◆ What you will do: Please take the records that follow and repeat exactly the lines starting with the line with "107L418 134L426 140L458" and going on through the line with "positive clicks: (431, 140)".

(Stored entries)

★ ★ ★

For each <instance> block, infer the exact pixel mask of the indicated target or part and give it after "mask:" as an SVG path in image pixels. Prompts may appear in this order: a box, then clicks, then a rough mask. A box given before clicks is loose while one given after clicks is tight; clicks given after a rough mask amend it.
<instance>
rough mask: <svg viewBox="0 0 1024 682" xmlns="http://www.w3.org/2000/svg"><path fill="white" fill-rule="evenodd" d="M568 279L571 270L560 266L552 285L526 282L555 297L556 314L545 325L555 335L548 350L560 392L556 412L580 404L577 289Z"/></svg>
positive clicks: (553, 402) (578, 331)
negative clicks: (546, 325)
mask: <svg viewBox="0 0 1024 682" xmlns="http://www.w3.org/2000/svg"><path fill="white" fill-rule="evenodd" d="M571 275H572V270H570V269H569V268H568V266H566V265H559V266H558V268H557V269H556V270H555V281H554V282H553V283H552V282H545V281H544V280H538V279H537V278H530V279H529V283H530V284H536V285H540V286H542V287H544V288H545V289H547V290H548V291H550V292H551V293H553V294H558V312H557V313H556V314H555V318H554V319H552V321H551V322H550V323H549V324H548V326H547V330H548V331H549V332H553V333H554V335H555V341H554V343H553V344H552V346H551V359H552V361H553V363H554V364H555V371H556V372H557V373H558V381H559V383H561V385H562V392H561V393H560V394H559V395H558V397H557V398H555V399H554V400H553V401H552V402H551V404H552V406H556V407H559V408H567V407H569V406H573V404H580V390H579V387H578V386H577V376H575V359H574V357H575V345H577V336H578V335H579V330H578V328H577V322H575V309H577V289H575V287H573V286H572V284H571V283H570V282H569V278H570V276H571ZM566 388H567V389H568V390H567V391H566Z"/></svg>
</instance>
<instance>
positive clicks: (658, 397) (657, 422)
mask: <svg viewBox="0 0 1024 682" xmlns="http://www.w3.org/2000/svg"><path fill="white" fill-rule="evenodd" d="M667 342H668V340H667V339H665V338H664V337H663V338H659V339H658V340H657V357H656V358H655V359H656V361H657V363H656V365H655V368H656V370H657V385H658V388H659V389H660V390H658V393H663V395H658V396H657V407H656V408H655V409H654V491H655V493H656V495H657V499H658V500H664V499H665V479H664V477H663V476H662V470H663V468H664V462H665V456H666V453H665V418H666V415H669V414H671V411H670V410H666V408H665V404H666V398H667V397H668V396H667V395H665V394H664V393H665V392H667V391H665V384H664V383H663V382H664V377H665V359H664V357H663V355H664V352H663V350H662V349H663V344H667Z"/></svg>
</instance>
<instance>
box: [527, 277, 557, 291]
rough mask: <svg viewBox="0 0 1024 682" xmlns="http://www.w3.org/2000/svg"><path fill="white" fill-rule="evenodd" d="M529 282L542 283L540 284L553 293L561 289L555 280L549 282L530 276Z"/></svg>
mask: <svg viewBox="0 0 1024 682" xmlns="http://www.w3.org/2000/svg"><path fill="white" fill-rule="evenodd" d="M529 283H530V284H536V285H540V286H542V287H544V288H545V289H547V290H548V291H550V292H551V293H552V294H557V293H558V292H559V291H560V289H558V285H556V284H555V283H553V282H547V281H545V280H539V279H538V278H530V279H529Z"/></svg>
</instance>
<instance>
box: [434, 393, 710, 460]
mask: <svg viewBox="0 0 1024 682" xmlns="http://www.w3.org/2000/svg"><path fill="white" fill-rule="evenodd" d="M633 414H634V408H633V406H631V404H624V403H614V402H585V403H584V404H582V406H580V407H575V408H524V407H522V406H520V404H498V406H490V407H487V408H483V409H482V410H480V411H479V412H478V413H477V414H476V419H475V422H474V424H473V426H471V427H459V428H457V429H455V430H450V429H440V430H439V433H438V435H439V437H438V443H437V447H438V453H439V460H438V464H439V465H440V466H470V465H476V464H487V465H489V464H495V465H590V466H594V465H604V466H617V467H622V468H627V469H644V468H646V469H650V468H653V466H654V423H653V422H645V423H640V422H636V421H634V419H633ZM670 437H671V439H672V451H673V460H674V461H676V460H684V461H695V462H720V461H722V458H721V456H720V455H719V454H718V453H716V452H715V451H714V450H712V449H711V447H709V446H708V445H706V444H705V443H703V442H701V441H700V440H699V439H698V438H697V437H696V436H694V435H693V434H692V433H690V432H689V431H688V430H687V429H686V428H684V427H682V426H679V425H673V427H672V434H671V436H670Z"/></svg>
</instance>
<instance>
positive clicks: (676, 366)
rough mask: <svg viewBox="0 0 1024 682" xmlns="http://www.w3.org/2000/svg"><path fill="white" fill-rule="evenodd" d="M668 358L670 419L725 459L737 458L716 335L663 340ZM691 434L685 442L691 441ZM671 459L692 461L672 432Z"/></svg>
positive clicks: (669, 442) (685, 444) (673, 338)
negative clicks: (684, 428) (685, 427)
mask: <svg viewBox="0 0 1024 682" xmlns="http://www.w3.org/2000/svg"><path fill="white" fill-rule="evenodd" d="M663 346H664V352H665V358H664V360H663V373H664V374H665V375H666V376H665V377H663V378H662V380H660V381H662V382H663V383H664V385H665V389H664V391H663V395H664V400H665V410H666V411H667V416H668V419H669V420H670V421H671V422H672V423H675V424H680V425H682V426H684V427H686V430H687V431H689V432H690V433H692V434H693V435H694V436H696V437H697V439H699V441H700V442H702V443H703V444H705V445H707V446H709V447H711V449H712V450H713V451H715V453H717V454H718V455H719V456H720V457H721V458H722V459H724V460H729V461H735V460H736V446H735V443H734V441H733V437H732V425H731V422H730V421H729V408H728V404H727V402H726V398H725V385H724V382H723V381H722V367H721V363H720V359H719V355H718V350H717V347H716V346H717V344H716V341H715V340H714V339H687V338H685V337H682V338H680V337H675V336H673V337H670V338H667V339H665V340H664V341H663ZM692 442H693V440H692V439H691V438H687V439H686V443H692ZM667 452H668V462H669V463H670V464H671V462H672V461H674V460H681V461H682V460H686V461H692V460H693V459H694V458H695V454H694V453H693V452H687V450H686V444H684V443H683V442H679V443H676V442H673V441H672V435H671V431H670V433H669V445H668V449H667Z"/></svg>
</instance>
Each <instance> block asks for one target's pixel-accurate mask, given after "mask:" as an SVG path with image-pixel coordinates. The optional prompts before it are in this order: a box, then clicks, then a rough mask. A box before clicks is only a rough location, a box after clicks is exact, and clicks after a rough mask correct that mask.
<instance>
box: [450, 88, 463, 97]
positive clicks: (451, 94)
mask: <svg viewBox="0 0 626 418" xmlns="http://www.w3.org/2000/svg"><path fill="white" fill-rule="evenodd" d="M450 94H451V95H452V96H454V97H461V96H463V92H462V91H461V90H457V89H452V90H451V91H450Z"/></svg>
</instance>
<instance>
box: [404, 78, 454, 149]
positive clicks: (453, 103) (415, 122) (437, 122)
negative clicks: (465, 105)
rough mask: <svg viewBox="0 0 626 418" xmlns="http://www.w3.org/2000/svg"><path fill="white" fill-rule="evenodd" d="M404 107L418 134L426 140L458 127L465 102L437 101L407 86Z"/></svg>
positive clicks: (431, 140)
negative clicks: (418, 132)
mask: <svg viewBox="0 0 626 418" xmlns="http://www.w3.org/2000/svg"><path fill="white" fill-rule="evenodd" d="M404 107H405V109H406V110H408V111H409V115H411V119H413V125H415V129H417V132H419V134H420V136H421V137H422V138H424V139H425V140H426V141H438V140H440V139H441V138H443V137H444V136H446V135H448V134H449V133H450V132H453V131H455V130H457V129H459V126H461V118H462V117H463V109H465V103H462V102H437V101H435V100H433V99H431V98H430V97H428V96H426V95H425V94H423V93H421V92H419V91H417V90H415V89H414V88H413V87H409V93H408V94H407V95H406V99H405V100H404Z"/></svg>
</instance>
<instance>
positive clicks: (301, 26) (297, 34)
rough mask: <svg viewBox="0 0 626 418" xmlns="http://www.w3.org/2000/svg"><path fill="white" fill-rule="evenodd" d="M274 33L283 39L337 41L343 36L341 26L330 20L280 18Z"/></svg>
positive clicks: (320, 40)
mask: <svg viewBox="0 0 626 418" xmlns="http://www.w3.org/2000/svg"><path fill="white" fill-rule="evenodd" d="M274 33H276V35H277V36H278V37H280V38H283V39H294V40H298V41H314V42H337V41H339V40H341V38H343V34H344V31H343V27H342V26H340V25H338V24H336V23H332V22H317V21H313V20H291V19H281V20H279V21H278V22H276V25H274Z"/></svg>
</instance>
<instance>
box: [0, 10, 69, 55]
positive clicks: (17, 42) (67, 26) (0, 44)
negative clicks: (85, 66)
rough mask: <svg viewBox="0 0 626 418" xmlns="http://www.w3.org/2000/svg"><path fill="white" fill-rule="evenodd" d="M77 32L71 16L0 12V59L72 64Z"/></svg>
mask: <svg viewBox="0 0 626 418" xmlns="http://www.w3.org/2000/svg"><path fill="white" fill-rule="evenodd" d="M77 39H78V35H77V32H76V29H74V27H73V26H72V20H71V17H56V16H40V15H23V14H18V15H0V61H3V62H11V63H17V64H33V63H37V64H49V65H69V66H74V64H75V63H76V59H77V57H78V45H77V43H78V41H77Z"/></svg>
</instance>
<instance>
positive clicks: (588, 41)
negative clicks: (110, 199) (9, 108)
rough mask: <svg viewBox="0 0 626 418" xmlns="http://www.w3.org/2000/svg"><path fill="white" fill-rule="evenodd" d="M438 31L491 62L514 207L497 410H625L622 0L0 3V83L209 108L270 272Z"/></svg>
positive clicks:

★ ★ ★

◆ Result:
rough mask: <svg viewBox="0 0 626 418" xmlns="http://www.w3.org/2000/svg"><path fill="white" fill-rule="evenodd" d="M404 107L418 134L426 140L458 127L465 102L437 101L407 86Z"/></svg>
positive clicks: (431, 140)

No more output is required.